Material supplied:
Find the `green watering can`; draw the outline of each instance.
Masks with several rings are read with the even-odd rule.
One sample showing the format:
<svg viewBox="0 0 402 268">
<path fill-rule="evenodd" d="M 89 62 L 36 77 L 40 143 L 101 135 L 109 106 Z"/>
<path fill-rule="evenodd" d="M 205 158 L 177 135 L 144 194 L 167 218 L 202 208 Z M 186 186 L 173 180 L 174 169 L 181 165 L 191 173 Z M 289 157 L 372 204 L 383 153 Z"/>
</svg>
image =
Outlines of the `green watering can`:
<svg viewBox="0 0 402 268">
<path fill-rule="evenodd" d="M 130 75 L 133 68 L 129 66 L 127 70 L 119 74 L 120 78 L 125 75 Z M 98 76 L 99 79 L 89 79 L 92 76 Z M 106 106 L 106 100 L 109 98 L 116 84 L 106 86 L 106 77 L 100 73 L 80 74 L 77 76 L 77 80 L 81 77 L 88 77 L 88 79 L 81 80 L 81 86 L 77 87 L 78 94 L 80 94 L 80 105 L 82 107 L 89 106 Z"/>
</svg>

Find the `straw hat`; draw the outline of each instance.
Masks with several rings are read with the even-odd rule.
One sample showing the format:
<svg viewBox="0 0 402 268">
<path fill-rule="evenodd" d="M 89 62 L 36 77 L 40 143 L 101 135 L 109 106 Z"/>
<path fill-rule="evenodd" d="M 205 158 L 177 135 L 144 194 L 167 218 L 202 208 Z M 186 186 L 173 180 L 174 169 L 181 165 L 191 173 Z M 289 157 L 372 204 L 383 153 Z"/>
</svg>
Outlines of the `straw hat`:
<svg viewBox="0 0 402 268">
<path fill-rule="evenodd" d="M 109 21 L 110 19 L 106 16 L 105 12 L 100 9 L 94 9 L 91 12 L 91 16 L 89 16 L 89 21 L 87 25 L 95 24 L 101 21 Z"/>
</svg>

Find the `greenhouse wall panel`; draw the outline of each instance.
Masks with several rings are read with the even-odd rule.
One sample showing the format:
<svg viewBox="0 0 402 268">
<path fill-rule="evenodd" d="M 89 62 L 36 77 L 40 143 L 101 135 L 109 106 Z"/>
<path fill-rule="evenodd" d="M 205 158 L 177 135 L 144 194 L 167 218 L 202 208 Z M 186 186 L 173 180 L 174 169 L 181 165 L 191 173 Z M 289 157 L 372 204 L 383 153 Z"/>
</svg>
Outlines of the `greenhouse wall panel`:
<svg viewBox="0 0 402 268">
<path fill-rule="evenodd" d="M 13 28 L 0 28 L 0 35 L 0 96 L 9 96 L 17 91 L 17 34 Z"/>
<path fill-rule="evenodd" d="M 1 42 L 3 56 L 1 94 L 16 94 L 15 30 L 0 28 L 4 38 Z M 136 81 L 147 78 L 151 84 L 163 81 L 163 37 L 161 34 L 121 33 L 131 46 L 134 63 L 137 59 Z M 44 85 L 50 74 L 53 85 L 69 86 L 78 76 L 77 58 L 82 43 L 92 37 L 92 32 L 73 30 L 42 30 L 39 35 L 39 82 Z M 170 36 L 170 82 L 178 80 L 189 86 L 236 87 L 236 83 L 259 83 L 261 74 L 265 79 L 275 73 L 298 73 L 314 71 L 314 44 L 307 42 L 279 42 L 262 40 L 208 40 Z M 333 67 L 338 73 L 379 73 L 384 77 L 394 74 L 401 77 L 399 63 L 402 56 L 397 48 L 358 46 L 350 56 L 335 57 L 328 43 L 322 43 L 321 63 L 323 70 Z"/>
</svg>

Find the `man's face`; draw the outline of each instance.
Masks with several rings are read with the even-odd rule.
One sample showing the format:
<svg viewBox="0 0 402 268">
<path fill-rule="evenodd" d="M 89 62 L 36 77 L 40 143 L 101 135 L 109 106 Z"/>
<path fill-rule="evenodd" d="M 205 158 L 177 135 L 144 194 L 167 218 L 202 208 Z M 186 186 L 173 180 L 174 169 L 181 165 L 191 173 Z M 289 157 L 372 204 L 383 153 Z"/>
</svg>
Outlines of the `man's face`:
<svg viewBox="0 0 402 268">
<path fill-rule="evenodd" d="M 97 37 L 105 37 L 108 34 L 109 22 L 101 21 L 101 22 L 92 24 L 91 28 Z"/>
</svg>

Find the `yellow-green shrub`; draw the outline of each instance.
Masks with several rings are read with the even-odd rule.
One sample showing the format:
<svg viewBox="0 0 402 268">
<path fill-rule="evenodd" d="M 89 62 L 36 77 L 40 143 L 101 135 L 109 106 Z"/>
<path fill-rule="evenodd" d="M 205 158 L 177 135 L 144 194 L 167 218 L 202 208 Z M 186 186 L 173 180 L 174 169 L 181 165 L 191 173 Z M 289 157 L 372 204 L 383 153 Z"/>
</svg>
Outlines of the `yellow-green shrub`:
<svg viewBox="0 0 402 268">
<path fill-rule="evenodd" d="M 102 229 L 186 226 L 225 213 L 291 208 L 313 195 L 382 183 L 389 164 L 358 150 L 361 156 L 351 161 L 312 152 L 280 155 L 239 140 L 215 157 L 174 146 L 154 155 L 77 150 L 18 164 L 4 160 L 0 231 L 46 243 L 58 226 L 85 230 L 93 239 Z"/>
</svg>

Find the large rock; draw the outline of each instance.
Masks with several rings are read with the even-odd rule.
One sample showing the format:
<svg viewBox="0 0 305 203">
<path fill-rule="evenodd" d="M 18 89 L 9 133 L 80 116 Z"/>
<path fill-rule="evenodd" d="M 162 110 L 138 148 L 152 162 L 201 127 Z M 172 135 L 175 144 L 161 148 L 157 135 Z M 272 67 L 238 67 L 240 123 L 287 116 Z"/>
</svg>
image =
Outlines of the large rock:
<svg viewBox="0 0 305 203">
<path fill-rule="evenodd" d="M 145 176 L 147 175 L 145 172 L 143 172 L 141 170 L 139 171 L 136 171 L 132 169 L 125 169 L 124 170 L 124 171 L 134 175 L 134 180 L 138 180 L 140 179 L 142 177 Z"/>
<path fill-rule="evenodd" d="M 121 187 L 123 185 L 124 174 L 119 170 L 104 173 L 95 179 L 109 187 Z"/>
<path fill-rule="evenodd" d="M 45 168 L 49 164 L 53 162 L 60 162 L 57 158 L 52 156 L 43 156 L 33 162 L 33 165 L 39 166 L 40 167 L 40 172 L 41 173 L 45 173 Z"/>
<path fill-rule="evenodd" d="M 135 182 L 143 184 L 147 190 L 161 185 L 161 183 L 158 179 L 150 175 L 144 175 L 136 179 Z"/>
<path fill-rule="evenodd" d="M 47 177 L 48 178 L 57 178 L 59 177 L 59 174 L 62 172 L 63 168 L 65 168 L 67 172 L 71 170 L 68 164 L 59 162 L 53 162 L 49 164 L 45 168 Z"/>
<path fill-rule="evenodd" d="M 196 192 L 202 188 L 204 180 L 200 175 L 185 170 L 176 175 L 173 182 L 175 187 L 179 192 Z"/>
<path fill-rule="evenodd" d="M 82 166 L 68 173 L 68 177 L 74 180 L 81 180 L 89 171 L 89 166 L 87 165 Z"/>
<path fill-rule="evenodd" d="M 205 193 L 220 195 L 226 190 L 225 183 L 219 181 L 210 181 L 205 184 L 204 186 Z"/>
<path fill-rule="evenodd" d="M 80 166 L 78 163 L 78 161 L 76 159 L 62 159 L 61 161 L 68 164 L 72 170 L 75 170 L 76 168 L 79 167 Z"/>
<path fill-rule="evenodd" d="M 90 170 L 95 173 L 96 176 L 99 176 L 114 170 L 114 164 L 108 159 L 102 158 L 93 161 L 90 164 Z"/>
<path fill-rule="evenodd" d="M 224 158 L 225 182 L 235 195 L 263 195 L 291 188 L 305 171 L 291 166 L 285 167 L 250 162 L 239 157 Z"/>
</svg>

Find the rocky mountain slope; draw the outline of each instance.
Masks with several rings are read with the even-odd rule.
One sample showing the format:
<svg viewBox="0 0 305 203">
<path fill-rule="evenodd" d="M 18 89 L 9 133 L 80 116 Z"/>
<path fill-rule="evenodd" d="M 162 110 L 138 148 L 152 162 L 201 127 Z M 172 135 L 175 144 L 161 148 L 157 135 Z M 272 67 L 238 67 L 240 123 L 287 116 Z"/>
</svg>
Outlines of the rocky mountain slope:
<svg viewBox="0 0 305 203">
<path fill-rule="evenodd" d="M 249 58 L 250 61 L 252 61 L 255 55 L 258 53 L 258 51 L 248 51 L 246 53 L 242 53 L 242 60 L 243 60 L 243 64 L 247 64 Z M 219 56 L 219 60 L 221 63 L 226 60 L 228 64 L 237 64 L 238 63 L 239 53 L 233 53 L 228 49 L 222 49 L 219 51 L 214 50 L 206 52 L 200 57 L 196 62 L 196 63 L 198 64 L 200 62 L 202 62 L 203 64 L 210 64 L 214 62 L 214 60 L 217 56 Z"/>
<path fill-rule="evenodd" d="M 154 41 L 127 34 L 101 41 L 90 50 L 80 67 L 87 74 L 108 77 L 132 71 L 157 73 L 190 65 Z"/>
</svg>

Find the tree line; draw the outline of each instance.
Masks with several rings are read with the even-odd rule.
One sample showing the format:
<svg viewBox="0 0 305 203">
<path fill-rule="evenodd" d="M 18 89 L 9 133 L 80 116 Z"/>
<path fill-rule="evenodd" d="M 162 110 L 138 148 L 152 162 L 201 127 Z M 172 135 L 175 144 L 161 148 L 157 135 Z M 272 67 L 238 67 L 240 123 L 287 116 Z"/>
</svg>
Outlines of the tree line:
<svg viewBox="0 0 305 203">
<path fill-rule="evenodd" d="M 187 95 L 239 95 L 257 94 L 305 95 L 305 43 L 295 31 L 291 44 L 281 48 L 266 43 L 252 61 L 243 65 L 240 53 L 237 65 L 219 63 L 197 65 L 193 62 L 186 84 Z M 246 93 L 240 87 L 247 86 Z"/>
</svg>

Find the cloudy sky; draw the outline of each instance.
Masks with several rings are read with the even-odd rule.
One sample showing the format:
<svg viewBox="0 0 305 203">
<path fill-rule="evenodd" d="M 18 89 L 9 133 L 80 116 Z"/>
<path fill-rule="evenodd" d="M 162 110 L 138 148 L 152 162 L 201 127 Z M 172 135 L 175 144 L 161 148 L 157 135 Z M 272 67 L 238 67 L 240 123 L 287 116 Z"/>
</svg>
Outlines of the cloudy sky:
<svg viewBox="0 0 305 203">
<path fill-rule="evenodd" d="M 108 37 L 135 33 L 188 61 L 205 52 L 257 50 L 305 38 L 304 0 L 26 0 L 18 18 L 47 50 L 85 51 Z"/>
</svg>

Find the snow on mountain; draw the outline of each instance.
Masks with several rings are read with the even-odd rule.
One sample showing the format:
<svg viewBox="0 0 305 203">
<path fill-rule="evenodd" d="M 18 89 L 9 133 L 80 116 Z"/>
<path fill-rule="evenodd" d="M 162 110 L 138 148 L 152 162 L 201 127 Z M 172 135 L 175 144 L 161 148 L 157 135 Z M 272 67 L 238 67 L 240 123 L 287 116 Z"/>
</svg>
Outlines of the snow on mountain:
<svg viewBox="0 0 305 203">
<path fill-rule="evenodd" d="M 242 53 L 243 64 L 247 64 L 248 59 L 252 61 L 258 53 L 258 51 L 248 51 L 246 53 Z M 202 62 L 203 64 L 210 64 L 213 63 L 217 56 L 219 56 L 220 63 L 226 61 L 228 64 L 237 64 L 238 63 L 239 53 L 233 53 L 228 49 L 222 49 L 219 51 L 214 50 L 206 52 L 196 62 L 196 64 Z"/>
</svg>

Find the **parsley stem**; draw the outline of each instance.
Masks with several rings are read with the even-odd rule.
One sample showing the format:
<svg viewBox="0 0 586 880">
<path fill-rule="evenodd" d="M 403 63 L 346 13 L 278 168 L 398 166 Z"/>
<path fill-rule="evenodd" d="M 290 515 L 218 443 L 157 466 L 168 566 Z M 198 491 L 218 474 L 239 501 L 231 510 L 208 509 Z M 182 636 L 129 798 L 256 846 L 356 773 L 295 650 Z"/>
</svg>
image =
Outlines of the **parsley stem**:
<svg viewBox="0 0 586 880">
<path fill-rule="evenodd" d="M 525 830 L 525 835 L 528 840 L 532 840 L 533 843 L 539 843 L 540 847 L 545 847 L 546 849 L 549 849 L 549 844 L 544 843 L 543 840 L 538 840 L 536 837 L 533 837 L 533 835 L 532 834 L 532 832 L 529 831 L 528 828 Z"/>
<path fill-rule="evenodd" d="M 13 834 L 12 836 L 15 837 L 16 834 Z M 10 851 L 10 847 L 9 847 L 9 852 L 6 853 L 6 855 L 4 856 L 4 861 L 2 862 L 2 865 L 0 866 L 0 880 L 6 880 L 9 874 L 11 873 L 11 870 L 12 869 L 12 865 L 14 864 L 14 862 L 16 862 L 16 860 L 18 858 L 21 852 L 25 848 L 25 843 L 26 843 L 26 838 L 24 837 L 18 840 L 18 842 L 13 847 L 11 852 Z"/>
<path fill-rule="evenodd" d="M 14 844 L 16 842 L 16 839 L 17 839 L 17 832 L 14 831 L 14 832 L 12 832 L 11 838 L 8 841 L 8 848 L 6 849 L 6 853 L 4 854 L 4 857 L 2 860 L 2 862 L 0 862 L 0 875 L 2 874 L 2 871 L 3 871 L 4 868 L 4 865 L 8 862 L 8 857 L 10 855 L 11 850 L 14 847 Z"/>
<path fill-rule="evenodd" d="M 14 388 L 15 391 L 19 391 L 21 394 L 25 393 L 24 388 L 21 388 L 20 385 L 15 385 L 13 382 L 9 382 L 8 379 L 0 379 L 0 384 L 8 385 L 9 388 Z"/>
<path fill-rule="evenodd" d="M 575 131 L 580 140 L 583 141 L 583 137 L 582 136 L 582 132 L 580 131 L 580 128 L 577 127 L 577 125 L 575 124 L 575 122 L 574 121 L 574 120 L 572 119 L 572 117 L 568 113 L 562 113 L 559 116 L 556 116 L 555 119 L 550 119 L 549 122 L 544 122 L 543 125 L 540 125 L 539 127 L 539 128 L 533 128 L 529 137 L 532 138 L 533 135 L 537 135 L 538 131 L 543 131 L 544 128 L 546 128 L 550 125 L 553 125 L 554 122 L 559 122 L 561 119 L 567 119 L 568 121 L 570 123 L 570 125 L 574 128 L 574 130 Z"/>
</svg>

What this task involves: Format the part of the records that opens with the line containing "Find the **parsley" and closes with the line containing "403 63 L 346" as a JSON list of strings, one string per line, with blank lines omitted.

The reply:
[
  "Find the **parsley stem**; draw the outline of each instance.",
  "Masks with several rings are read with the even-odd rule.",
  "One sample showing the format:",
  "<svg viewBox=\"0 0 586 880\">",
  "<path fill-rule=\"evenodd\" d=\"M 403 63 L 346 13 L 278 168 L 398 166 Z\"/>"
]